Bank of America Corp.'s adoption of a cash balance pension plan in 1985 was the start of the biggest corporate pension plan makeover in decades.

Hundreds of employers, including many of the nation's biggest and best-known corporations, such as Cigna Corp., Hewlett Packard Co., IBM Corp. and Wells Fargo & Co., have followed in the path blazed by the San Francisco-based banking giant.

By 2005, 35% of Fortune 100 companies offered hybrid retirement plans, most of which were cash balance plans, according to Towers Watson & Co.

It is easy to understand why the plans became so popular among employers and employees. Accrued benefits were highly visible, with the benefit expressed as a cash lump sum.

The benefit formula was easy to understand, with the benefit earned each year expressed as a percent of salary, with interest, such as the current 30-year Treasury bond rate, also added to employees' accounts.

--- Provided information ---

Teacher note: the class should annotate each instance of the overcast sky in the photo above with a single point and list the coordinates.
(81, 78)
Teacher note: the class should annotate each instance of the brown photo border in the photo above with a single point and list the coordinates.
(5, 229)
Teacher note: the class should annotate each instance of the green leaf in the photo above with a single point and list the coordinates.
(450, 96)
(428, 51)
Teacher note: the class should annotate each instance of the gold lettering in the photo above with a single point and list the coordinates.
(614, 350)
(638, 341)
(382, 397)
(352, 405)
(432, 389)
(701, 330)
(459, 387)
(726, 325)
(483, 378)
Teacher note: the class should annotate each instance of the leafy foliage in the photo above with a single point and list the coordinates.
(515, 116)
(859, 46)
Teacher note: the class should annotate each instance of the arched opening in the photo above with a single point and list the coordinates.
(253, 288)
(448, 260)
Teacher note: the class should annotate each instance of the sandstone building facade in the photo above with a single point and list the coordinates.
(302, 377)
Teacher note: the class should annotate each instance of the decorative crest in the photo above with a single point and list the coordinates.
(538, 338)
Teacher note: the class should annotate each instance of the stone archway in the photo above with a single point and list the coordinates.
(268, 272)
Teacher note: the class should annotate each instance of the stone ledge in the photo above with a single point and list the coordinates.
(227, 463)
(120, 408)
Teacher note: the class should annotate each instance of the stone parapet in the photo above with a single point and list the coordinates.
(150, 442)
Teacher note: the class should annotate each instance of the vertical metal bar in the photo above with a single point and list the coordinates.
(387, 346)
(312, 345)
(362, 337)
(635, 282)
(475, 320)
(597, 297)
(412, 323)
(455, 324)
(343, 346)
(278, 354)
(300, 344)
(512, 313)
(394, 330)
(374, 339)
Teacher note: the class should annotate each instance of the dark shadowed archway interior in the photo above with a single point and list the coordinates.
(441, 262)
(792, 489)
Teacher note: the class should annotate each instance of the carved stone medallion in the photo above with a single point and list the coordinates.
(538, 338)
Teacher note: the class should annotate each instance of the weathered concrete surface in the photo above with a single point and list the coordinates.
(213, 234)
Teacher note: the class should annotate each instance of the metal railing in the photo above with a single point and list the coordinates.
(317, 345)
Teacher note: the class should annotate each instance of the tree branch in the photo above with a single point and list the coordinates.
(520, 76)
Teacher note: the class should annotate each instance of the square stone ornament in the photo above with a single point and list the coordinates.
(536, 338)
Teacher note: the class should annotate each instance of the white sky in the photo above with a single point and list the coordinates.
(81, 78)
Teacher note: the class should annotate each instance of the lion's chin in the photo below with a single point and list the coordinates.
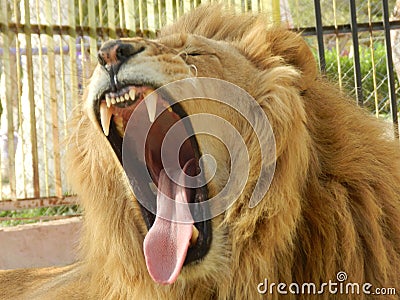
(136, 120)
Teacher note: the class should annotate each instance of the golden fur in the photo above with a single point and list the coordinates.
(333, 205)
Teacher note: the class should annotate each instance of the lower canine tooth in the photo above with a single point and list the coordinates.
(108, 100)
(105, 117)
(195, 236)
(132, 94)
(151, 104)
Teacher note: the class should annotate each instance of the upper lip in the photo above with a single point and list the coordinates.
(201, 247)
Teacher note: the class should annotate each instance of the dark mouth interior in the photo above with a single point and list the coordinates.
(121, 104)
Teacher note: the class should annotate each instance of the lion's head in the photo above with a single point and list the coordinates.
(229, 254)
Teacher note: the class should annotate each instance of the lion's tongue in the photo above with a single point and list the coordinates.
(166, 244)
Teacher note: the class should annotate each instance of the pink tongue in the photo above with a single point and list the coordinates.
(166, 244)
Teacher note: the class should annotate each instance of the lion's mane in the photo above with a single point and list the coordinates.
(333, 205)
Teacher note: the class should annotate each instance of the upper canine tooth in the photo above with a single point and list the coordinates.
(108, 100)
(195, 236)
(151, 104)
(105, 117)
(132, 94)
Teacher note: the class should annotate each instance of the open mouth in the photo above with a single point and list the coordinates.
(168, 245)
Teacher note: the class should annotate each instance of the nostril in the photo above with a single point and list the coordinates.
(101, 59)
(125, 51)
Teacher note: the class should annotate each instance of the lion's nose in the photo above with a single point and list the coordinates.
(115, 52)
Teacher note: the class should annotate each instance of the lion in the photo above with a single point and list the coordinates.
(333, 206)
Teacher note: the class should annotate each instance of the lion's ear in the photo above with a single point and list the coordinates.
(261, 45)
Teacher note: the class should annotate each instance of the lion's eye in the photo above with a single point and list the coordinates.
(195, 54)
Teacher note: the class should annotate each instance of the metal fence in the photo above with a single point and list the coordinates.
(47, 49)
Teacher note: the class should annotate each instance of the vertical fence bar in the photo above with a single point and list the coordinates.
(92, 33)
(169, 11)
(121, 9)
(320, 35)
(389, 66)
(356, 57)
(43, 103)
(151, 16)
(337, 45)
(63, 81)
(31, 95)
(72, 52)
(371, 47)
(111, 19)
(130, 15)
(9, 102)
(53, 99)
(19, 89)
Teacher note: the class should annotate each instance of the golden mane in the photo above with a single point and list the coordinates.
(333, 205)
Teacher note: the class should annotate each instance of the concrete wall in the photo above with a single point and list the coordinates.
(44, 244)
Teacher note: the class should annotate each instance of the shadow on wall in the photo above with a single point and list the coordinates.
(45, 244)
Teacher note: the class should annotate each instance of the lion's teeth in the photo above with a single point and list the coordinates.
(195, 236)
(105, 117)
(108, 100)
(132, 94)
(151, 104)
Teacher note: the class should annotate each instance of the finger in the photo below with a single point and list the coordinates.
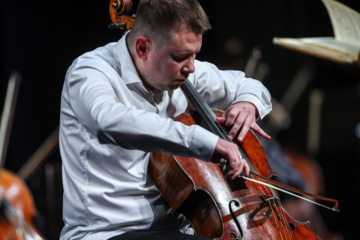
(261, 132)
(246, 169)
(244, 130)
(221, 120)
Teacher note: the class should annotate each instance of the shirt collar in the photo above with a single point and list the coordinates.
(128, 71)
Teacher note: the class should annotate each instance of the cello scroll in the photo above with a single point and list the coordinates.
(118, 10)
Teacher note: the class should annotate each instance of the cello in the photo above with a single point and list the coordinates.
(218, 208)
(16, 203)
(244, 208)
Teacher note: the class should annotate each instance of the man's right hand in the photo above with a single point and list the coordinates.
(230, 152)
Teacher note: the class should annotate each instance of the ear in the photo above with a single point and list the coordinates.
(142, 47)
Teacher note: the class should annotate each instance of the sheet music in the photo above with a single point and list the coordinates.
(345, 22)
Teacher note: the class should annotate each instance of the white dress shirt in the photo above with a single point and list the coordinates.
(109, 125)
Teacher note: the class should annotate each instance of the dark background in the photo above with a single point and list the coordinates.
(40, 39)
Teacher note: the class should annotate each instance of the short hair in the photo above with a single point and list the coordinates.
(160, 17)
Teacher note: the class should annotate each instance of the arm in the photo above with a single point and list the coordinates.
(101, 106)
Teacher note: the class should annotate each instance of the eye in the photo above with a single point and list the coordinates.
(178, 58)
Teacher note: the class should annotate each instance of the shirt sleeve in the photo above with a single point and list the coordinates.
(221, 88)
(93, 102)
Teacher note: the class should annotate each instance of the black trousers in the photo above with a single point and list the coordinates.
(140, 235)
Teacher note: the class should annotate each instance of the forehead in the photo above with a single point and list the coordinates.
(184, 40)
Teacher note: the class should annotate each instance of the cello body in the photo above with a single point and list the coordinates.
(225, 209)
(17, 209)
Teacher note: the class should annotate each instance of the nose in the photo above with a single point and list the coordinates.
(189, 66)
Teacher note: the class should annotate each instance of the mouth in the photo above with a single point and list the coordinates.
(181, 81)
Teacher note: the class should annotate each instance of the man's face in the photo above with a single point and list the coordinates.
(169, 65)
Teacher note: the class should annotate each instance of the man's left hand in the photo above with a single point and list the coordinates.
(241, 115)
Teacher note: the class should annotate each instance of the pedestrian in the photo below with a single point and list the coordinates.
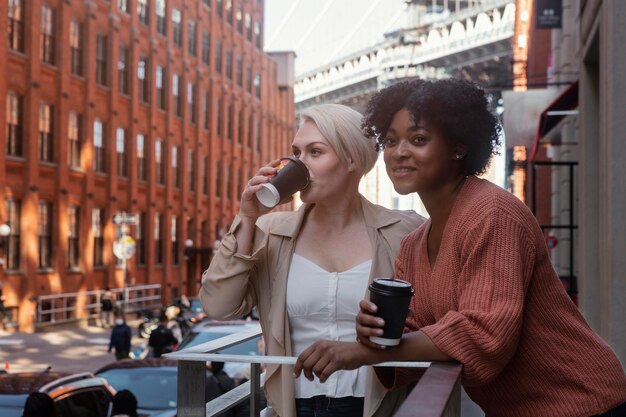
(39, 404)
(162, 339)
(124, 404)
(306, 271)
(106, 308)
(121, 336)
(486, 293)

--- Short exercise ---
Copy, word for word, the portion of the cash balance pension plan text that opens with the words containing "The benefit formula" and closes with "to employees' accounts.". None of the material is needed for this work.

--- Answer for the task ---
The benefit formula was easy to understand, with the benefit earned each year expressed as a percent of salary, with interest, such as the current 30-year Treasury bond rate, also added to employees' accounts.